> Assignment
Return the full listing, so that each line matches the original exactly.
*** Exercise materials ***
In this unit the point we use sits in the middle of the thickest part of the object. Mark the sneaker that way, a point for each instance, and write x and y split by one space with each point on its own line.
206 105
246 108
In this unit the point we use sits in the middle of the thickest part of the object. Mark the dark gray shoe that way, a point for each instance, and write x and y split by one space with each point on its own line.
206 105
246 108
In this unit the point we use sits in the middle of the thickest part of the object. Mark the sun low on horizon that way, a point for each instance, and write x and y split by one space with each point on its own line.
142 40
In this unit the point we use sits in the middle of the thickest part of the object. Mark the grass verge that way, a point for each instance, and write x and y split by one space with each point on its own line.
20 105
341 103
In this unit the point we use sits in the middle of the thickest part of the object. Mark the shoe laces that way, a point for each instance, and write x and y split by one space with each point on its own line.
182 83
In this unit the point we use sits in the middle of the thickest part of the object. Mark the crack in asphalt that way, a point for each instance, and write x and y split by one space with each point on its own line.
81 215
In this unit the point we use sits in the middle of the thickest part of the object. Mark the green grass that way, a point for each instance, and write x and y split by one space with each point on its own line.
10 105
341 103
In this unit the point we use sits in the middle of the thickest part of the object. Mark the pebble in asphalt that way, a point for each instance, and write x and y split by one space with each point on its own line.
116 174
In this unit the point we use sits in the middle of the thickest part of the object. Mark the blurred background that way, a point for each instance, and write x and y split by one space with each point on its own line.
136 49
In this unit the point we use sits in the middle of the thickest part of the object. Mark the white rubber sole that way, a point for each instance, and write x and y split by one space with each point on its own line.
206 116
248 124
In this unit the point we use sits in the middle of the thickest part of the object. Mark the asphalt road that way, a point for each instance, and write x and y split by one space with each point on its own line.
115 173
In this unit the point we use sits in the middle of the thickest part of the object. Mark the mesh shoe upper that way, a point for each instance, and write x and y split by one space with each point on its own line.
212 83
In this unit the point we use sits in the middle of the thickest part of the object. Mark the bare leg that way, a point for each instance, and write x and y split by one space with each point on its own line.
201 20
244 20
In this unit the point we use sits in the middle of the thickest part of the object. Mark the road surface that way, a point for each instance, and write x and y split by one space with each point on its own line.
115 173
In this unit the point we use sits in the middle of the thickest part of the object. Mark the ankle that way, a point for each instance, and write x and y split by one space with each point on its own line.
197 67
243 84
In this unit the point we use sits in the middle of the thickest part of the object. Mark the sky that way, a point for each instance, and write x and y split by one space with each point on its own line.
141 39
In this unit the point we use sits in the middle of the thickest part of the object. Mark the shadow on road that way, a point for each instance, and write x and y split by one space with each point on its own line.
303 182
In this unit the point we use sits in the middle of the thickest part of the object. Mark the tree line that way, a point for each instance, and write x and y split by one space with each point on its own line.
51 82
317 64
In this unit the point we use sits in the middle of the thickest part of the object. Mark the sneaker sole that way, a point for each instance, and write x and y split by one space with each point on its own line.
*** End of Exercise materials ***
> Exercise output
In this unit the point we use sits in the middle of the thickest part of the object. Mark the sneaker that way, a point for each instance, and write x and y split by one space with each point on its own line.
206 105
246 108
In this unit the point we use sits in the middle of the thickest part of the object. Mark the dark gray shoe that way, a point for each instance, and write x and y split by one space with each point on its own line.
206 105
246 108
In this unit the point we use sits in the middle of the thickest part of the object. Mark the sun low on horizon that way, a point for each instance, and write x and y split by one space with each point on its own line.
142 40
In this unit the point we use sits in the middle of the thickest part of the object. Mark the grass verge that way, a point for each instance, and write x and y split by one space with each point on its own line.
20 105
341 103
In this unit the point we use sits in the middle of the thickest part of the object. Mark the shoe laces that way, a point for each instance, and write x and y split by one space with each point on its own line.
182 83
In this unit the point we use sits in the middle of the thickest part of the object. Mark the crack in asphalt that way, a point for each instance, and write x and y split by one space with each point on its own line.
81 215
In this unit the point we use sits in the middle of the thickest part of the object. Mark the green grass that way, a point for each instance, and write x and y split by one space with each point on its own line.
10 105
341 103
In this unit the point we use sits in the middle of the thickest part of the object. Mark the pebble in asphalt that way, a point for each instance, and write x and y split by one space with each point on its own line.
116 174
In this unit the point we use sits in the middle of the thickest part of the object. Mark the blurred background that way, a point for each instance, and write x and y split by one space with each point on its own line.
136 49
In this unit the point we use sits in the middle of the thickest part of the object. Mark the white rubber sole that way, a point for each instance, and write x and y split by one space with each point on its own line.
206 116
248 124
In this unit the point we use sits in the middle of the thickest part of the object. Mark the asphalt road that way, a point for each instance, and write x and y split by one space with each point on its own line.
115 173
In this unit the point we use sits in the middle of the thickest part of the object. Mark the mesh shoe upper that way, a point for each instance, and write x and y split by one space with each point on its own line.
212 83
In this unit the point we use sits in the middle of the thickest part of the object. Mark the bare leg that way, a point for each instance, and write x and y split by one space with each point on its own line.
201 20
244 20
In this unit the point we use sits in the middle of the thickest part of the object. Mark the road surface that way, a point for each instance, and write x and y split by one space with each point on its own line.
115 173
In this unit the point we use sits in the middle of the thickest part of the object. Mark the ankle that way, a point for each instance, and write x and y split by one space with each point on its own line.
197 67
243 84
In this unit the point we use sits in the middle of the thickest part of the object. Mark the sky that way, a point for each instance, and write x and y split by one space with each point on its own line.
141 39
In this unit the point we use sits in the middle of the thickest part of the object. Mark the shadow on road that way, a point for each instance, and write x and y split by one space with each point on its own line.
303 182
In this unit the point we use sits in the middle of the thickest part of the object. Mark the tree line that way, a point for each instance, and write x and y split by one space with each point on its own line.
51 82
317 64
In this unit the point we use sits in the middle of the thickest part of the object. Mark the sneaker sole that way, a point for each instance, and write x and y split by one space with each point on its own line.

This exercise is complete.